Labeled shape entries:
** START **
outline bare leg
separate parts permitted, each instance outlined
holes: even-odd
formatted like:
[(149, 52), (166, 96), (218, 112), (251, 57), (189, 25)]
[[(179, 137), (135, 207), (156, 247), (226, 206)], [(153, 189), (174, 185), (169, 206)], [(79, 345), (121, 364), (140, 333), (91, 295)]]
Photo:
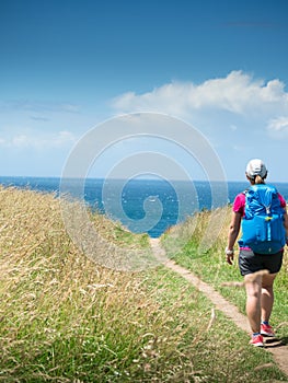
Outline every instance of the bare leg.
[(261, 332), (261, 297), (262, 276), (247, 275), (244, 277), (246, 289), (246, 314), (253, 333)]
[(274, 303), (274, 292), (273, 283), (277, 274), (268, 274), (263, 276), (262, 279), (262, 297), (261, 297), (261, 315), (262, 321), (269, 321), (273, 303)]

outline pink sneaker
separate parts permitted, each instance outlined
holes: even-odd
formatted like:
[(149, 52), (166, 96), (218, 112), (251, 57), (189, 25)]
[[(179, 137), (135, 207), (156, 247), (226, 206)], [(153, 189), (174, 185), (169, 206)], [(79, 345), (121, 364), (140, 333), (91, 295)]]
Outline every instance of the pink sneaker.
** END **
#### [Given exercise]
Reproduce all of the entries above, replacing "separate parts permitted" with "disjoint parts allowed" wherever it occurs and changing nothing else. Omit the pictures from your answer.

#### [Task result]
outline bare leg
disjoint parts allowed, each instance outlined
holes: even-odd
formatted like:
[(149, 52), (166, 96), (218, 112), (251, 57), (189, 25)]
[[(179, 137), (135, 207), (156, 247), (226, 206)], [(153, 189), (174, 185), (169, 206)], [(79, 345), (121, 364), (140, 333), (91, 295)]]
Photo:
Outline every instance of the bare leg.
[(261, 332), (261, 297), (262, 276), (247, 275), (244, 277), (246, 289), (246, 314), (253, 333)]
[(274, 303), (274, 292), (273, 283), (277, 274), (268, 274), (263, 276), (262, 279), (262, 297), (261, 297), (261, 315), (262, 321), (269, 321), (273, 303)]

outline pink sneaker
disjoint parts allowed, each instance outlined
holes: even-odd
formatted like:
[(149, 52), (166, 96), (218, 112), (251, 57), (189, 25)]
[[(179, 137), (135, 207), (156, 247), (226, 206)], [(153, 189), (174, 185), (169, 206)], [(79, 345), (121, 364), (140, 333), (91, 295)]]
Outline every instance of the pink sneaker.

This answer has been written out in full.